GIVEN TASK:
Output, with no changes, the span of lines that opens with the line containing "the girl's right" and closes with the last line.

LISTING:
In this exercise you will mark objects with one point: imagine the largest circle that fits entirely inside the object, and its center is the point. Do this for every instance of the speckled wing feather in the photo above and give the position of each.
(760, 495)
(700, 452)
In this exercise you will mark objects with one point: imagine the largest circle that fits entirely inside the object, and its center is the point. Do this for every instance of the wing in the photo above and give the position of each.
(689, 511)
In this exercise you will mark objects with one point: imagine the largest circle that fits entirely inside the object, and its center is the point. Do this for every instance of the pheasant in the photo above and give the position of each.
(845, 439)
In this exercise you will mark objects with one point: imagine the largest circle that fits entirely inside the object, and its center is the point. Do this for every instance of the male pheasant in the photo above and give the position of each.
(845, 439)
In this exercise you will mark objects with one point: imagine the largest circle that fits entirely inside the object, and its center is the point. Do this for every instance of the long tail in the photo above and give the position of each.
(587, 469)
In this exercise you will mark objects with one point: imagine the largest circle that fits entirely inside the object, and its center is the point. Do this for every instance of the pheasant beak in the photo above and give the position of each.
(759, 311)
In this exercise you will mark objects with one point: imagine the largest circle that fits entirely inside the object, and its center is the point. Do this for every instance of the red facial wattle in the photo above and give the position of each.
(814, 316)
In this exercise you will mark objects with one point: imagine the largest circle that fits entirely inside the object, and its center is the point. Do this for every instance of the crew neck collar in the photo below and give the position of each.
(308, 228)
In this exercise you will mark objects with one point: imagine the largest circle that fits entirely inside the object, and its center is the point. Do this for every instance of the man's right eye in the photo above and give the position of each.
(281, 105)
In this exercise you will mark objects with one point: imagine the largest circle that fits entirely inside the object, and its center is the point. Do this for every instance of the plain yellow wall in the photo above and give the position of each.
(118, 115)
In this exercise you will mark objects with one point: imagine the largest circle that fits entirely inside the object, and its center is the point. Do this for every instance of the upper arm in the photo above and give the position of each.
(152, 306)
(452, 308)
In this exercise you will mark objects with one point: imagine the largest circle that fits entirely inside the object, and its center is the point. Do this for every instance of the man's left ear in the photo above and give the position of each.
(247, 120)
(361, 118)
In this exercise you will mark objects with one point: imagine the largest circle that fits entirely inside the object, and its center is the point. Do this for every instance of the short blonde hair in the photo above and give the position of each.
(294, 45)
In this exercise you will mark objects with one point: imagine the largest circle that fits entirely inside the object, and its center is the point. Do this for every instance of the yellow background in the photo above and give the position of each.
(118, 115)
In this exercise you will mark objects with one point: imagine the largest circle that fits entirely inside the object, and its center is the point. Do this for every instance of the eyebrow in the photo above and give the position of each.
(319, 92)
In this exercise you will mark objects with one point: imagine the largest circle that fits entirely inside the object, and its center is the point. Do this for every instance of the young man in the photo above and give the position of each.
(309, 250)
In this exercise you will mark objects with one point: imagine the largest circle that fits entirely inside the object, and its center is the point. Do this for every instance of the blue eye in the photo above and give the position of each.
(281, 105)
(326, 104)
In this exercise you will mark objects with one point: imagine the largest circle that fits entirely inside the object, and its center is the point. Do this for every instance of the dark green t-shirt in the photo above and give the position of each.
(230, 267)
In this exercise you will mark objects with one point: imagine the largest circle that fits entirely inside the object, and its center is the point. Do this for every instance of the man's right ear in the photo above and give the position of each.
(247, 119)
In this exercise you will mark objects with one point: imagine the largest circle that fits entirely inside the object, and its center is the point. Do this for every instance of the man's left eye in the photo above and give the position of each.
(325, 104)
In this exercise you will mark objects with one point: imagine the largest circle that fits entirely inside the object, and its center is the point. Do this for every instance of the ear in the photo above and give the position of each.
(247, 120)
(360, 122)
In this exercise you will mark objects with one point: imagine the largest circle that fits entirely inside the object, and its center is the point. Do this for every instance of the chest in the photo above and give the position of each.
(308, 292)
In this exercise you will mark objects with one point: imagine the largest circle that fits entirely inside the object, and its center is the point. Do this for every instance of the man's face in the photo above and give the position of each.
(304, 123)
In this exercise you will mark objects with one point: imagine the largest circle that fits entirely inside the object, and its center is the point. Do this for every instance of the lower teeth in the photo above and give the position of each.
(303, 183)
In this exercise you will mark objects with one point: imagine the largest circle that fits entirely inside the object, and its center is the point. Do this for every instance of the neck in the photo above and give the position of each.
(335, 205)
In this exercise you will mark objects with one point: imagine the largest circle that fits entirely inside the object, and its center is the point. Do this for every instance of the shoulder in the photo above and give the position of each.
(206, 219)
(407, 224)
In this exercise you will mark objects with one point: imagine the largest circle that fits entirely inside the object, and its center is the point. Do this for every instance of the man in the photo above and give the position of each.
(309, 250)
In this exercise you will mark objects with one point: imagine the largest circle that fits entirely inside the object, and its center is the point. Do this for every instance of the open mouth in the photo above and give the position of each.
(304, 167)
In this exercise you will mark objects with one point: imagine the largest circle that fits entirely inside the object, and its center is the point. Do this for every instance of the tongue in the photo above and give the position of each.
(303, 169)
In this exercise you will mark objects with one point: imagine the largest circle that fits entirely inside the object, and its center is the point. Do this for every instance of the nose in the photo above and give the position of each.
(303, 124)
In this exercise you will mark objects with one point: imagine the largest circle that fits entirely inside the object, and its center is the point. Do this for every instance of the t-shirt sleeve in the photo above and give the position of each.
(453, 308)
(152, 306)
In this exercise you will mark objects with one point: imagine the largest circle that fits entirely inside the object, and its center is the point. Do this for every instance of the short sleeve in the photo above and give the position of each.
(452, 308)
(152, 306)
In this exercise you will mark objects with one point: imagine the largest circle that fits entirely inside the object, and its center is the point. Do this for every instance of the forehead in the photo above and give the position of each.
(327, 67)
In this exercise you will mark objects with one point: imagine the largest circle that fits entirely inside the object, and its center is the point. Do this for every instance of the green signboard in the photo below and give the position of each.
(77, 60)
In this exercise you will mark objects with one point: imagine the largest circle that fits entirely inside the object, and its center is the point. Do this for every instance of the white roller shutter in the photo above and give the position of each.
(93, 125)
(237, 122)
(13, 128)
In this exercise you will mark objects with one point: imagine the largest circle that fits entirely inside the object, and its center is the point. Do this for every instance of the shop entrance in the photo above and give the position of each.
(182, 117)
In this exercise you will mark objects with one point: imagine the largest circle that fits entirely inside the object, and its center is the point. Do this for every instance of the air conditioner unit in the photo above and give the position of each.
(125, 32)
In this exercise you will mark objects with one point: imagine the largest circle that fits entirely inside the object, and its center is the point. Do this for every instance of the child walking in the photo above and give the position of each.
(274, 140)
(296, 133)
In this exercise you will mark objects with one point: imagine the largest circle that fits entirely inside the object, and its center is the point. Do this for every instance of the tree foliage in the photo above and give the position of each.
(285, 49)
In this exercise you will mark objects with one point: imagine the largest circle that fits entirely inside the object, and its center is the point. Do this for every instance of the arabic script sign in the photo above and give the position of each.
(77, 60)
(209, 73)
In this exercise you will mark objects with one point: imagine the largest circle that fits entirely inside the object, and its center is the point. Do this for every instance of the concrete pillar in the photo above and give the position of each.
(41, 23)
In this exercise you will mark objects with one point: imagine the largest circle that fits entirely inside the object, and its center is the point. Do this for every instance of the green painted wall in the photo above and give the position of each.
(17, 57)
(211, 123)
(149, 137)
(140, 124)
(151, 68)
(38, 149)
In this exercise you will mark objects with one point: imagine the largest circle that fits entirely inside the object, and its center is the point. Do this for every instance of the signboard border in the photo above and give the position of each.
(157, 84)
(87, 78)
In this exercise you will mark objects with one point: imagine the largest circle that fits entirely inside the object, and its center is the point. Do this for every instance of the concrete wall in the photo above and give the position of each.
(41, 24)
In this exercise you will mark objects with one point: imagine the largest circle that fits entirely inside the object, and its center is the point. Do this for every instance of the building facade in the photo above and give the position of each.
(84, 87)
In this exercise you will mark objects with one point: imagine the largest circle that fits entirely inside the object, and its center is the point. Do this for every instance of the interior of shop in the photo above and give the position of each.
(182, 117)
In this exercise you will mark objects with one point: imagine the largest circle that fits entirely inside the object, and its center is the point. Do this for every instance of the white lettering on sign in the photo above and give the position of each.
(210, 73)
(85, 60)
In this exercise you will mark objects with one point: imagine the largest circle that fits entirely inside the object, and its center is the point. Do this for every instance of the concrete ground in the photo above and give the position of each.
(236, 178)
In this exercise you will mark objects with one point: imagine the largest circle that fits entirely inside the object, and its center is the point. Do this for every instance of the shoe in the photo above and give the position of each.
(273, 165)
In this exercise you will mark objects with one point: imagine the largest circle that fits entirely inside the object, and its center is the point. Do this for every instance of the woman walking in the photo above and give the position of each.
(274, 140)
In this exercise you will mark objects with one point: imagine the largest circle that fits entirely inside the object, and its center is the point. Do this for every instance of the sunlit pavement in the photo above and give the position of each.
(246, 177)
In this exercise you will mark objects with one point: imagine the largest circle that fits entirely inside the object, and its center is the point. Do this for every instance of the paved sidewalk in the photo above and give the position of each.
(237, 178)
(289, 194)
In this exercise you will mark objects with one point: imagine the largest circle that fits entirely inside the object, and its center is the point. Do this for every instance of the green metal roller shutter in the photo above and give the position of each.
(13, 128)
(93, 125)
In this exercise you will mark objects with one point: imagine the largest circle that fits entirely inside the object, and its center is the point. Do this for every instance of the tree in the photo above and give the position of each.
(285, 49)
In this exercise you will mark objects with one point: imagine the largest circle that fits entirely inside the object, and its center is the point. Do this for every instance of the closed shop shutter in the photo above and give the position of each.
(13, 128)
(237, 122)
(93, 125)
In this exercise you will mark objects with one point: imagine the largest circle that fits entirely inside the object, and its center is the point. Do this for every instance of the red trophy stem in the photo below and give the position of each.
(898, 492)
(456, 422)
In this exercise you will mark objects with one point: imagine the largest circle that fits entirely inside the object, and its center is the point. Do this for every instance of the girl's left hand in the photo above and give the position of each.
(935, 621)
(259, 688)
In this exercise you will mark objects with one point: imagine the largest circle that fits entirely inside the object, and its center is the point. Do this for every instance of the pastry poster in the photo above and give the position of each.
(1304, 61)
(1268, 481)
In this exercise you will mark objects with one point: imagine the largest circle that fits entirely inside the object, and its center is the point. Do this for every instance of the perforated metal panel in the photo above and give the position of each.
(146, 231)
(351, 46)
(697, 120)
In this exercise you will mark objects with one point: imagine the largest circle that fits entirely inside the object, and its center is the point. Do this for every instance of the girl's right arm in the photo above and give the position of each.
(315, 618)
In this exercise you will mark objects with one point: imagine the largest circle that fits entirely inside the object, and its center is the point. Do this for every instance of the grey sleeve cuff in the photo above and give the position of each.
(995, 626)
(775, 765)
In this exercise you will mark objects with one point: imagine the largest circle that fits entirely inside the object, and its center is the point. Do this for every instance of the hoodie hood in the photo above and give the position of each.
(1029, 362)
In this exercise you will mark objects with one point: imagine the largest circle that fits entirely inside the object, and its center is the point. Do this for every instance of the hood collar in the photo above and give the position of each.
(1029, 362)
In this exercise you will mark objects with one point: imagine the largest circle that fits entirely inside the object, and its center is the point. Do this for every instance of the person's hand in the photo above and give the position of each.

TASK OUTPUT:
In this exercise you will mark objects with one point: imagine the largest circle that fits entirely inside the object, and its center is the point. Do this for every instance of the girl's right arm in the photo above and give the position of each.
(315, 618)
In this exercise you will mark objects with one point: imagine the largest circle that fits entirely inside the object, and its center is the point. Do this for every instance of the grey sleeve cuff in the photo above and give the position of each.
(995, 626)
(775, 765)
In this exercise you will mark objects with one point: imagine the largest circle that fits entirely inside the object, and its center is the point. Do this for every instance of the hoodie hood in the photo above and give the position of each.
(1029, 362)
In this exercise you will mark objects with one point: imagine the largest circle that fits entirely inside the object, and its center is the point. Do this for every instance of the hood collar in the photo above and give the position of each.
(1029, 362)
In this exercise you will mark objects with one point: imagine the largest circle that fits entirely inside the object, and its center is the point. Do this for every instance of the person's hand in the photo above and give the position of each.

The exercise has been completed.